Selected text:
* begin *

0

I am attempting to create approximately 120 data frames based upon a list of files and dataframe names. The problem is that after the loop works, the dataframes don't persist. My code can be found below. Does anyone know why this may not be working?

for fname, dfname in zip(CSV_files, DF_names):
    filepath = find(fname, path)
    dfname = pd.DataFrame.from_csv(filepath)
Jenks
  • 1,950
  • 3
  • 20
  • 27
  • I can't comment on why `dfname` isn't persisting but can you test just declaring a list outside the loop and appending the created df on each iteration – EdChum Jun 25 '15 at 15:48
  • If i add something like `print dfname` after the df has been created within the loop, the df is printed, but just doesn't persist. I don't know why – Jenks Jun 25 '15 at 15:50
  • Have you tried what I suggested of appending to a list? – EdChum Jun 25 '15 at 15:53
  • Yes, when I do that the list contains all of the dfs – Jenks Jun 25 '15 at 15:55

1 Answers1

0

This is a python feature. See this simpler example: (comments show the outputs)

* end *

Exercise set:
A) Answer these about the dataframe loop thread:
(i) About how many data frames does the poster want to create?
(ii) What happens when the poster adds `print dfname` inside the loop?
(iii) What does the list hold when the poster appends each new data frame to it?
B) Write the next part of the dataframe loop thread, starting right after its final sentence.
The items that come after this are not needed.

Dataset excerpts:

* begin *

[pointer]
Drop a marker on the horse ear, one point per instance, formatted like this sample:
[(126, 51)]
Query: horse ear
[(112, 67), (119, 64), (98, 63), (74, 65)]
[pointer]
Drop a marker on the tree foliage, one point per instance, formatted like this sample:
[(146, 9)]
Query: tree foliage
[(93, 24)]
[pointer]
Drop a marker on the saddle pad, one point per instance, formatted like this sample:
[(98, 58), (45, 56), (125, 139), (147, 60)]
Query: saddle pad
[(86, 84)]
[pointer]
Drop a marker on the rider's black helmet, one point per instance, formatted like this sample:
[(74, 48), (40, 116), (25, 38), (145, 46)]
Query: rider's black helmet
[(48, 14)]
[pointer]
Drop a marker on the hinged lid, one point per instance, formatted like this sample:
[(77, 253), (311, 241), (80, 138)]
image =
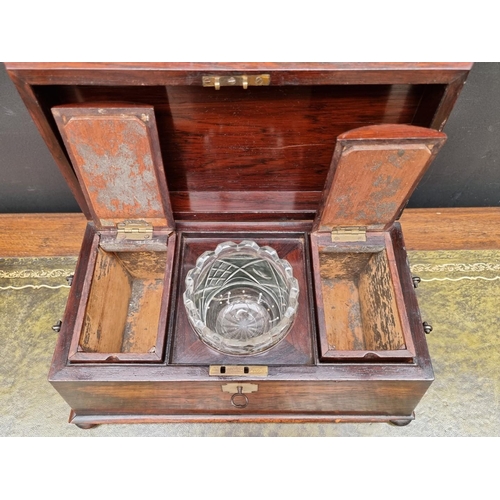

* end *

Outputs for the tasks:
A)
(i) Approximately 120.
(ii) The data frame is printed, but it still doesn't persist.
(iii) All of the data frames.

B)
 values = [1,2,3]
 for v in values:
     print v,
 # 1 2 3
for v in values:
    v = 4
    print v, 
# 4 4 4
print values
# [1, 2, 3]
# the values have not been modified

Also look at this SO question and answer: Modifying a list iterator in Python not allowed?

The solution suggestd in the comment should work better because you do not modify the iterator. If you need a name to access the dataframe, you can also use a dictionanry:

dfs = {}
for fname, dfname in zip(CSV_files, DF_names):
    filepath = find(fname, path)
    df = pd.DataFrame.from_csv(filepath)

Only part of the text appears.